Directions -
Lay out the lines of the listing from the one containing "Annotate the black backpack" through the end of the listing, inclusive, as a Markdown table with the columns Row and Line. Number each line in the Row column, and leave out any blank lines.

Raw records -
——————————

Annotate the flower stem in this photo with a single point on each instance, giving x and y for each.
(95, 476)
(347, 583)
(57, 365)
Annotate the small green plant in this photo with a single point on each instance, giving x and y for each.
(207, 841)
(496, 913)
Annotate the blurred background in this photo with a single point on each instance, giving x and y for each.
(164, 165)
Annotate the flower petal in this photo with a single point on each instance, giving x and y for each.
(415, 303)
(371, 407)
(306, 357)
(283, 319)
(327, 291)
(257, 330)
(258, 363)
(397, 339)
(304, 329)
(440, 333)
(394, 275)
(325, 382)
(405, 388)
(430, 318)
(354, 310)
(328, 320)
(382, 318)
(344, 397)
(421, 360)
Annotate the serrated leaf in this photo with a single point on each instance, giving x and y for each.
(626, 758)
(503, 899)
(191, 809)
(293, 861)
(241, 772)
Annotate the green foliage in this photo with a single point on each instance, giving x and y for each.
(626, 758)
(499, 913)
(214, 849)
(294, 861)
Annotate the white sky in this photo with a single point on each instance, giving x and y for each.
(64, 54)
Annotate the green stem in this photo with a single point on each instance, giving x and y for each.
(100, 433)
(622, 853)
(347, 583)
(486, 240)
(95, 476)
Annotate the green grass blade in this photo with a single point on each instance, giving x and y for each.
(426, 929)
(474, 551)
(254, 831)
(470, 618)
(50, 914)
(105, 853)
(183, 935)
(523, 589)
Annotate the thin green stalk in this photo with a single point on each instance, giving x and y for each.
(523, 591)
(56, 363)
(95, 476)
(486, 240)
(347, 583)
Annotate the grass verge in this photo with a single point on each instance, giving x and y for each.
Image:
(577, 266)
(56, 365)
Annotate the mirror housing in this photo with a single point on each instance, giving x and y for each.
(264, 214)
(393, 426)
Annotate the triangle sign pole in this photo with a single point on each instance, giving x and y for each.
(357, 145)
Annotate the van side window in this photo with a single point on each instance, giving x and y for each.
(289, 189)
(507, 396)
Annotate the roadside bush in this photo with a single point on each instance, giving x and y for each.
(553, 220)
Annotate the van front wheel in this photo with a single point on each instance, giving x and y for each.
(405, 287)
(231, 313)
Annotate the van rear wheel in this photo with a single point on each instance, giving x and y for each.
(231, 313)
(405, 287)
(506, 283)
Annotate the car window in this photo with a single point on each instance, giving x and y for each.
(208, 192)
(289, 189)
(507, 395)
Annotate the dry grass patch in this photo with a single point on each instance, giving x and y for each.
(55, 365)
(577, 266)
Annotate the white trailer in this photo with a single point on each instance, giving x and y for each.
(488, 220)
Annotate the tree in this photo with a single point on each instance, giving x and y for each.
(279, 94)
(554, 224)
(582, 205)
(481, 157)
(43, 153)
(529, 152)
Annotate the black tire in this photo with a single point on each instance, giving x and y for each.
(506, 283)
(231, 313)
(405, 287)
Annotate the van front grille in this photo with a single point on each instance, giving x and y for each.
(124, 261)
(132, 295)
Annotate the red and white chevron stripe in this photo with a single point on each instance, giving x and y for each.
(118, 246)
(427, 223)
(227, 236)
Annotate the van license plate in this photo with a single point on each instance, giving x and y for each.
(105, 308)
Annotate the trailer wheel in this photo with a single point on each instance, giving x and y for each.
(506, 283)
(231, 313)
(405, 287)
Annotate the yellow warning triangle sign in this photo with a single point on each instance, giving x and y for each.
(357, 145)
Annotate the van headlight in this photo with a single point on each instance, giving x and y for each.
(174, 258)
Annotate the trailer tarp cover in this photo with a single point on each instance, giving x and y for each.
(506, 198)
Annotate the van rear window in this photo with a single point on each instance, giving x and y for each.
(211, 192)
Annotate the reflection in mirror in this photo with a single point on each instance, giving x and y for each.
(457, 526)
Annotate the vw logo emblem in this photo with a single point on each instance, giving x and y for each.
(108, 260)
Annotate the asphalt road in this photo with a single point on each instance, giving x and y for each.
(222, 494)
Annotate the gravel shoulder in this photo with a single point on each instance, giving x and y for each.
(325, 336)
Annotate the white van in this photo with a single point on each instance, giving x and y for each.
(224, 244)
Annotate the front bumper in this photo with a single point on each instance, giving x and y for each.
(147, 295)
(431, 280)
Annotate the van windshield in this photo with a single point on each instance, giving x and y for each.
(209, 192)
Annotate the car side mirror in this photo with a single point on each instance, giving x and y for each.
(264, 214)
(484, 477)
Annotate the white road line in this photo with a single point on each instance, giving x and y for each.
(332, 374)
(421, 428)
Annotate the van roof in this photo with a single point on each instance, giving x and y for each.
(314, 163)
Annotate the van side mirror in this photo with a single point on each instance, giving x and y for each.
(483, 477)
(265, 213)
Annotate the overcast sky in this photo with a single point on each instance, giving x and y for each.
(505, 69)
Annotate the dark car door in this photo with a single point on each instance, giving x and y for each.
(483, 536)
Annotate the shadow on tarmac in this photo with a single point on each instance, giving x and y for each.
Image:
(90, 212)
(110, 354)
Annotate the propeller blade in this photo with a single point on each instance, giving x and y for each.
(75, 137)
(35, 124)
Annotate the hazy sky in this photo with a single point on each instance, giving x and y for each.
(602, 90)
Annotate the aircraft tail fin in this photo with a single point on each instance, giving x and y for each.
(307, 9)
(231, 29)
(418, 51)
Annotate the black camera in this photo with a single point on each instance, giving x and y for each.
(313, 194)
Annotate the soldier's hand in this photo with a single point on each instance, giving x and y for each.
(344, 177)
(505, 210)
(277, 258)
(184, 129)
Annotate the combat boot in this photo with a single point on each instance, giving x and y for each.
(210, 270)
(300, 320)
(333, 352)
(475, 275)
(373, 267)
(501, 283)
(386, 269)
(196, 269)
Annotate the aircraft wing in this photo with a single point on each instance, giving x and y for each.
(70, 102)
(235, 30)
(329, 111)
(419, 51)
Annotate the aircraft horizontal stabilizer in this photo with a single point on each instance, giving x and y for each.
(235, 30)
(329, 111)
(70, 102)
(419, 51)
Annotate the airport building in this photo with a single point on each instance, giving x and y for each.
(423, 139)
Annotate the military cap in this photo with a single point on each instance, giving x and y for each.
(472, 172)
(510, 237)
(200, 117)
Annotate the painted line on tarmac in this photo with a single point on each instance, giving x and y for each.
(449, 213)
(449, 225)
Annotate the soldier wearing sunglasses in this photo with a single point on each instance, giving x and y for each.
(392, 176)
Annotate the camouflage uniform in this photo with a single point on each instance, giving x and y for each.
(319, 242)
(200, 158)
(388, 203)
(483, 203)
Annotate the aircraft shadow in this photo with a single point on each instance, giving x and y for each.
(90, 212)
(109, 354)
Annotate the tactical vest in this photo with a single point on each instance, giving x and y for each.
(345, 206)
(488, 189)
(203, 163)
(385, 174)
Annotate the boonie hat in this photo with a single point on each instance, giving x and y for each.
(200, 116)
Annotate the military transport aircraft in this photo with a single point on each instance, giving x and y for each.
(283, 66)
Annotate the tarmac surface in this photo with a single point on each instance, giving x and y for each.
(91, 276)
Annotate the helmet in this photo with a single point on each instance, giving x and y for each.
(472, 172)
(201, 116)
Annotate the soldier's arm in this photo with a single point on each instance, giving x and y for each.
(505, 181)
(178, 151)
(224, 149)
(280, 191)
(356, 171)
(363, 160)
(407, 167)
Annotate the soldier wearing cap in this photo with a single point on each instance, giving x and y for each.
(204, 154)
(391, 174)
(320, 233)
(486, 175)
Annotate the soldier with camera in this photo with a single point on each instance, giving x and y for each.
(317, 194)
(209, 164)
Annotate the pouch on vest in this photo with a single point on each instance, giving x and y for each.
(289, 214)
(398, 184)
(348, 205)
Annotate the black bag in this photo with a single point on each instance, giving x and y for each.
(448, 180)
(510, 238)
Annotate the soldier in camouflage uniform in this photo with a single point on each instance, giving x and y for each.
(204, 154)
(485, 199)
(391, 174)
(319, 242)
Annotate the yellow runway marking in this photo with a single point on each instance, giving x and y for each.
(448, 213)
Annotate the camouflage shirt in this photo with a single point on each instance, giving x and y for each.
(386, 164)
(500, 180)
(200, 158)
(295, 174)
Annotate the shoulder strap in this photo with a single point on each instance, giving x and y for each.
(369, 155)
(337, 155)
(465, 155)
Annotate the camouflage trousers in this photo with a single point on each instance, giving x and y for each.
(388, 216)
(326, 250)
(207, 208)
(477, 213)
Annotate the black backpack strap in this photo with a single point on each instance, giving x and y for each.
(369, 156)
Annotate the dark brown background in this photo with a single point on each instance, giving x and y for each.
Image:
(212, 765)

——————————

The response -
| Row | Line |
|---|---|
| 1 | Annotate the black backpack strap in this photo with a single point on each instance, giving x and y for each. |
| 2 | (369, 156) |
| 3 | Annotate the dark brown background in this photo with a single point on each instance, giving x and y for each. |
| 4 | Image: |
| 5 | (212, 765) |